> Written task 1
Rewrite the passage of the post on handling criticism between "This time of" and "thoughts and patterns.", inclusive, with "vulnerable" changed to "exposed".
> Written task 2
List each sentence in the post on handling criticism that contains the word "comparison" or "comparisons".

> Reading passage

** Begin **

How to Handle Criticism from Yourself & Others

This time of year can feel like a lot of pressure with some year end wrap up, new products, growth and renewed goals and aspirations. Unfortunately, when you have so very much going on, it can be easy to allow yourself to become vulnerable to other people’s opinions or criticisms.

Being vulnerable can also cause you to reflect back on your short-comings and compare yourself to others and their seemingly amazing accomplishments. It can be very common to carry around negative self talk and that weight can very easily drag you down into unhealthy thoughts and patterns.

It can be internal criticism within yourself or external criticism comparing yourself to others and both are equally as dangerous and damaging. This quote is a personal favorite of mine…

“Comparison is the thief of joy.” – Teddy Roosevelt

If you spend time comparing yourself to others, you are stealing your own joy. When we feel dragged down and engage in negative self talk, it can be very easy to slip into the habit of allowing ourselves to compare ourselves to others unrealistically.

Comparisons are really always unfair not in your favor, if you are in a negative mind space, you are looking through a filter of yourself that will always make you come up short. Don’t compare your worst self to someone else’s highlight reel on Facebook or Twitter. That is a skewed perception.

In this way, there is no way that you will ever be able to make a fair, unbiased comparison. And what do you have to gain from comparison? Making yourself feel bad will certainly not help you get the enthusiasm or energy to improve and get to where you want to be in your business or life goals.

** End **

> Supplied entries
** Begin **

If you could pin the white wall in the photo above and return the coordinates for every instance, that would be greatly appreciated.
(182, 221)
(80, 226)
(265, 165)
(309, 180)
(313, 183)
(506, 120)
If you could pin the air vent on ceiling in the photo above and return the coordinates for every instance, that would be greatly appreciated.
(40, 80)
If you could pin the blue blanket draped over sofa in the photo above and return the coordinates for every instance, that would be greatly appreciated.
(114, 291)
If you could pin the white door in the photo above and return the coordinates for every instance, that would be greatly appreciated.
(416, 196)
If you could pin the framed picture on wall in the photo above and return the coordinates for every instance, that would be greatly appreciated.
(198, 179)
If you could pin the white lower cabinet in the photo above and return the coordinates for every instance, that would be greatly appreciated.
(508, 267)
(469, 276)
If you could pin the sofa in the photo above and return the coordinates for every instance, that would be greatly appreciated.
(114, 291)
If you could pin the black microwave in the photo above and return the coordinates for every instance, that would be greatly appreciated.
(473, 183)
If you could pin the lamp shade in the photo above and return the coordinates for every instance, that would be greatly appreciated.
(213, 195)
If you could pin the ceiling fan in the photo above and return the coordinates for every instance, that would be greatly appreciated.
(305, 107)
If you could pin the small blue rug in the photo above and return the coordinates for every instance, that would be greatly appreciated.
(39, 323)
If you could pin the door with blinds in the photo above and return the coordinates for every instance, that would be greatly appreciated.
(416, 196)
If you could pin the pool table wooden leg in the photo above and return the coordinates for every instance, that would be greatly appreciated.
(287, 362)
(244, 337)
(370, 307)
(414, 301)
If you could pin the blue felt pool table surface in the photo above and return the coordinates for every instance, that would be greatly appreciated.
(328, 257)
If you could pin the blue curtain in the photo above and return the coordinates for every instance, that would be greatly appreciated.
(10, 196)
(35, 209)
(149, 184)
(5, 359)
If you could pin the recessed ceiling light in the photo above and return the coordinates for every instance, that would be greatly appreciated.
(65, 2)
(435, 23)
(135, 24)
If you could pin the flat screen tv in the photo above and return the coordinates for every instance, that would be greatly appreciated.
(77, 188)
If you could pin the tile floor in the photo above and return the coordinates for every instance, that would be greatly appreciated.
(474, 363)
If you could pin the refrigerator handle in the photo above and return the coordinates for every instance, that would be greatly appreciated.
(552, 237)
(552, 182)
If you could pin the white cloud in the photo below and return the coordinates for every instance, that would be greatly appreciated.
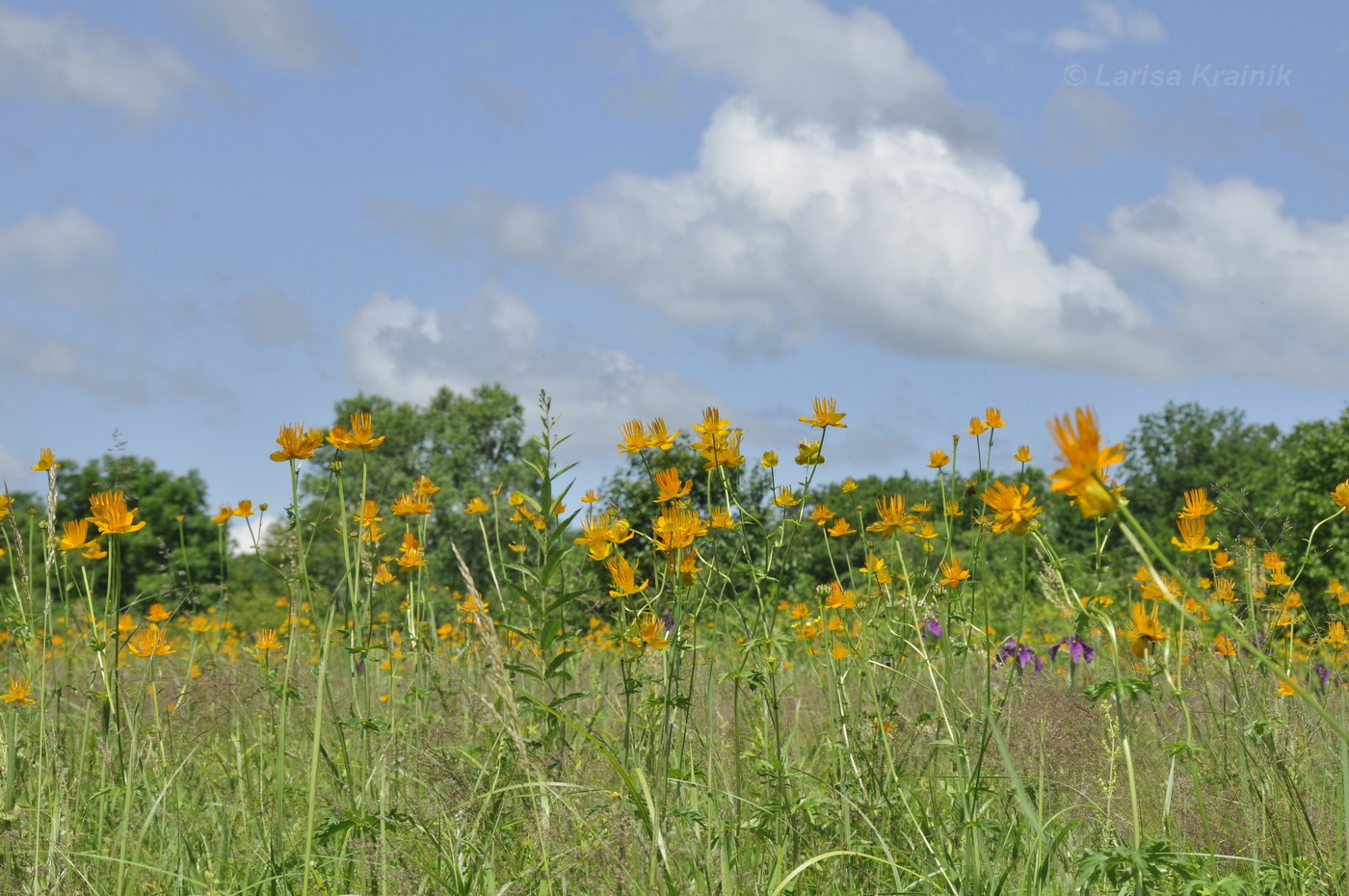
(54, 241)
(405, 351)
(289, 34)
(63, 60)
(1250, 289)
(1106, 23)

** End **

> Written response 1
This time of year can feel like a lot of pressure with some year end wrap up, new products, growth and renewed goals and aspirations. Unfortunately, when you have so very much going on, it can be easy to allow yourself to become exposed to other people’s opinions or criticisms.

Being exposed can also cause you to reflect back on your short-comings and compare yourself to others and their seemingly amazing accomplishments. It can be very common to carry around negative self talk and that weight can very easily drag you down into unhealthy thoughts and patterns.

> Written response 2
- "Comparison is the thief of joy."
- Comparisons are really always unfair not in your favor, if you are in a negative mind space, you are looking through a filter of yourself that will always make you come up short.
- In this way, there is no way that you will ever be able to make a fair, unbiased comparison.
- And what do you have to gain from comparison?